WHAT TO DO » Copy the following records verbatim, reproducing every line unchanged.
>> Begin ENTRIES
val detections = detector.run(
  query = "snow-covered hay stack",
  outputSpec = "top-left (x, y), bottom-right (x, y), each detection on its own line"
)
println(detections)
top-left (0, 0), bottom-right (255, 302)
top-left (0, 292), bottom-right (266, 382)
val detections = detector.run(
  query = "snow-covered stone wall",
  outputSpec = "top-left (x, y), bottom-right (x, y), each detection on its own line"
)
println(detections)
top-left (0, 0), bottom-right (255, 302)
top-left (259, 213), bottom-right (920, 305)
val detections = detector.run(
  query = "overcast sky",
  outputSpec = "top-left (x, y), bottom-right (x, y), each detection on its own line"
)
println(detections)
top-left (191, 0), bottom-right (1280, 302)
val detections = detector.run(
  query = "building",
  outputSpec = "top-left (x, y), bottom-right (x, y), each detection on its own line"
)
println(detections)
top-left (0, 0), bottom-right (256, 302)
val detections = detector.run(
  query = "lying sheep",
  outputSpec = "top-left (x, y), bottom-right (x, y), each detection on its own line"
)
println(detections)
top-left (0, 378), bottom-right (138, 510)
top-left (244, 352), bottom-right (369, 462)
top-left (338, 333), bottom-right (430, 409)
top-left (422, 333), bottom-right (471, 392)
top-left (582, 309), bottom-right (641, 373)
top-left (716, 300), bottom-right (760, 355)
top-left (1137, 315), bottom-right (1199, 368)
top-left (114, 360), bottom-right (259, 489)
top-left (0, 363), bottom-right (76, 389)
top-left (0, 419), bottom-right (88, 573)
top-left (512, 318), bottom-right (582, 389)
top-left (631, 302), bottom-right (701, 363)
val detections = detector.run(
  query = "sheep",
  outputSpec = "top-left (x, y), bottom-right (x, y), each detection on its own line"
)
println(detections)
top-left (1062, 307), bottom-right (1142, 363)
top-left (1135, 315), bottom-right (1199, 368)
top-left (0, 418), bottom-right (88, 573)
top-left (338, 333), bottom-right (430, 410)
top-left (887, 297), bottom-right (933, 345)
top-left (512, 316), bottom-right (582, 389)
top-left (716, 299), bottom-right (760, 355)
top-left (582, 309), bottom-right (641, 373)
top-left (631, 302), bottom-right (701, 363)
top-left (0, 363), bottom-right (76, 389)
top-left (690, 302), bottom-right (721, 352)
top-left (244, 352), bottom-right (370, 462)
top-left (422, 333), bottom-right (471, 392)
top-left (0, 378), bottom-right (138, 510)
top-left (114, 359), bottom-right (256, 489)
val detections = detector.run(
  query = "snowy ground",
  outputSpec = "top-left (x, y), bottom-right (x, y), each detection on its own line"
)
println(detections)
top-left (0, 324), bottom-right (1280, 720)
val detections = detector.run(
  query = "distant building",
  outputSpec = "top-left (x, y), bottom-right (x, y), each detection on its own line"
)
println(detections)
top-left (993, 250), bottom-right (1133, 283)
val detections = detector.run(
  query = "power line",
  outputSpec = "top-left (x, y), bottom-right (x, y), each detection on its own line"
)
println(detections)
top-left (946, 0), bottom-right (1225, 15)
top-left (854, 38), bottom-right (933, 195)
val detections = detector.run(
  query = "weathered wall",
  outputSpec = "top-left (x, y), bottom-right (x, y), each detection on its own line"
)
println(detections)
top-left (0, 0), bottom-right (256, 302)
>> End ENTRIES
RESPONSE »
val detections = detector.run(
  query = "snow-covered hay stack",
  outputSpec = "top-left (x, y), bottom-right (x, y), each detection on its own line"
)
println(detections)
top-left (0, 0), bottom-right (255, 302)
top-left (0, 292), bottom-right (266, 382)
val detections = detector.run(
  query = "snow-covered stone wall",
  outputSpec = "top-left (x, y), bottom-right (x, y), each detection on its own line"
)
println(detections)
top-left (0, 0), bottom-right (255, 302)
top-left (259, 213), bottom-right (920, 305)
val detections = detector.run(
  query = "overcast sky",
  outputSpec = "top-left (x, y), bottom-right (x, y), each detection on its own line"
)
println(detections)
top-left (191, 0), bottom-right (1280, 302)
val detections = detector.run(
  query = "building",
  outputSpec = "top-left (x, y), bottom-right (x, y), each detection on its own line"
)
println(detections)
top-left (0, 0), bottom-right (256, 302)
val detections = detector.run(
  query = "lying sheep",
  outputSpec = "top-left (x, y), bottom-right (x, y), each detection on its own line"
)
println(detections)
top-left (0, 378), bottom-right (138, 510)
top-left (244, 352), bottom-right (369, 462)
top-left (338, 333), bottom-right (430, 409)
top-left (422, 333), bottom-right (471, 392)
top-left (582, 309), bottom-right (641, 373)
top-left (716, 300), bottom-right (760, 355)
top-left (1137, 315), bottom-right (1199, 368)
top-left (114, 360), bottom-right (259, 489)
top-left (0, 363), bottom-right (76, 389)
top-left (0, 419), bottom-right (88, 573)
top-left (512, 318), bottom-right (582, 389)
top-left (631, 302), bottom-right (701, 363)
val detections = detector.run(
  query = "sheep",
  outputSpec = "top-left (x, y), bottom-right (x, y), each detection on its own line"
)
println(detections)
top-left (1062, 307), bottom-right (1142, 363)
top-left (1135, 315), bottom-right (1199, 368)
top-left (0, 418), bottom-right (88, 573)
top-left (338, 333), bottom-right (430, 410)
top-left (887, 297), bottom-right (933, 345)
top-left (512, 316), bottom-right (582, 389)
top-left (716, 299), bottom-right (760, 355)
top-left (582, 309), bottom-right (641, 373)
top-left (631, 302), bottom-right (701, 363)
top-left (0, 363), bottom-right (76, 389)
top-left (690, 302), bottom-right (721, 352)
top-left (244, 352), bottom-right (370, 462)
top-left (422, 333), bottom-right (471, 392)
top-left (0, 378), bottom-right (138, 510)
top-left (114, 359), bottom-right (256, 489)
val detections = detector.run(
  query = "snowy ground",
  outputSpec = "top-left (x, y), bottom-right (x, y), each detection on its own line"
)
println(detections)
top-left (0, 324), bottom-right (1280, 720)
val detections = detector.run(
  query = "distant building",
  outputSpec = "top-left (x, y), bottom-right (x, y), each detection on its own line"
)
println(detections)
top-left (993, 250), bottom-right (1133, 283)
val detections = detector.run(
  query = "power line",
  outputSpec = "top-left (x, y), bottom-right (x, y), each detection on its own line"
)
println(detections)
top-left (946, 0), bottom-right (1225, 15)
top-left (854, 38), bottom-right (933, 195)
val detections = detector.run(
  query = "weathered wall",
  outputSpec = "top-left (x, y), bottom-right (x, y), each detection on its own line"
)
println(detections)
top-left (0, 0), bottom-right (256, 302)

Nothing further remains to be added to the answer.